━━━ Selected extract ━━━

Why should I have my horse castrated (gelded)?
Unless you intend to use your colt for breeding we recommend getting him castrated. Geldings are far easier to handle and less unpredictable than stallions. Owning a stallion is a responsibility which cannot be taken lightly and will require suitable handling facilities and staff.
Everyone has their own opinion on the best age at which to castrate horses. Gelding a young colt is a simpler operation which carries less risk of bleeding and will mean that your horse should not develop ‘coltish’ tendencies. Some horses are purposely castrated when they are older as stallion traits such as a crest are desired.
How is it done?
(i) Standing sedation: In general, colts that are about 13hh or larger will be sedated and castrated using an ‘Open’ technique. They are larger enough to see and reach underneath! After sedating the horse, local anaesthetic is injected into the testicles. An incision is made and a surgical instrument called an emasculator is used to cut and crush the tissues leading down to the testicles
(ii) General anaesthetic: Younger colts or shorter patients (such as Shetlands) are usually given a short general anaesthetic and castrated using a ’Closed’ technique. The testicle is not cut into and a ligature is used to reduce bleeding. Older stallions with larger blood vessels will probably be anaesthetised so the risk of haemorrhage can be reduced
Which is the best method?

━━━ Recorded information ━━━

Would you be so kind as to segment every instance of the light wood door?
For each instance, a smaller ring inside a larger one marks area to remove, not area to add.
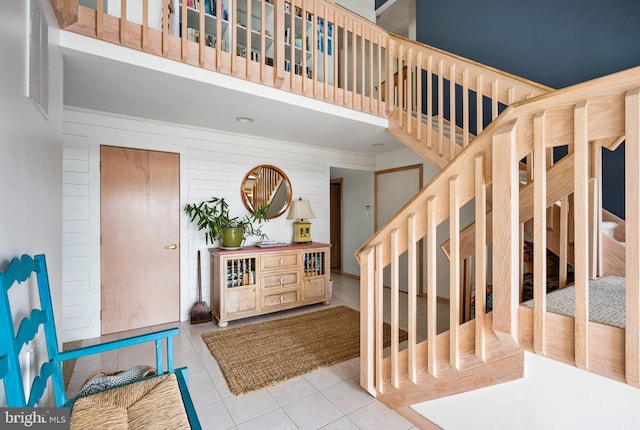
[[[180,158],[100,148],[102,334],[180,319]]]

━━━

> _Assigned task 1_: In the text on castrating horses, what surgical instrument is used in the standing sedation method to cut and crush the tissues leading down to the testicles?
> _Assigned task 2_:
For each statement, decide whether it agrees with the text on castrating horses. Answer yes or no, and quote the words of the text that decide it.
(a) Colts of about 13hh or larger are generally castrated standing, using an open technique.
(b) In the standing method, local anaesthetic is injected before the horse is sedated.
(c) Gelding a young colt carries a greater risk of bleeding than gelding an older horse.
> _Assigned task 3_: Continue the text on castrating horses, beginning immediately after its final heading.

> _Expected output 1_: An emasculator.

> _Expected output 2_:
(a) Yes: "colts that are about 13hh or larger will be sedated and castrated using an ‘Open’ technique."
(b) No: "After sedating the horse, local anaesthetic is injected into the testicles."
(c) No: "Gelding a young colt is a simpler operation which carries less risk of bleeding"

> _Expected output 3_:
There are pros and cons with each technique.
No general anaesthetic risks;
Simple, quicker surgery;
Greater risk of bleeding -Small risk of abdominal contents emerging through wound. This is called eventration. It is rare complication that is more likely in older draught-type horses that have a larger channel that connects the abdomen with the cavity around the testicles
Reduced risk of bleeding;
-Reduced risk of abdominal contents emerging through wound
-Good visualisation of structures
-Small risk from general anaesthetic
Discuss the best option for your horse with the veterinary surgeon. It will be a balance of factors such as age, temperament and facilities.
What to expect
Your horse will have been sedated (and possibly have had an anaesthetic) so will need to be starved for about two hours after the procedure to prevent colic or choke. Keep him quiet during this time.
The wounds will ooze some blood for a few hours after the operation. Get fly repellent on the area while he is quiet.
The skin incisions are not sutured to aid drainage of fluid from the wounds. Infection generally occurs if the wounds seal too quickly, so we encourage turnout to prevent this. If your horse is sore and reluctant to move around as normal then anti-inflammatories are used.
An antibiotic and tetanus cover will have been given routinely.
The wound area will swell two or three days after the surgery and then the sheath will be filled for a few days after that. Then the swelling should resolve
What is abnormal
Excessive bleeding: If there are more than the occasional drips of blood should prompt you to call the surgery. Please call the surgery IMMEDIATELY if you cannot count the drips.
Excessive swelling: The amount of swelling varies with each patient but if it is larger than a satsuma or your horse is uncomfortable please contact the surgery.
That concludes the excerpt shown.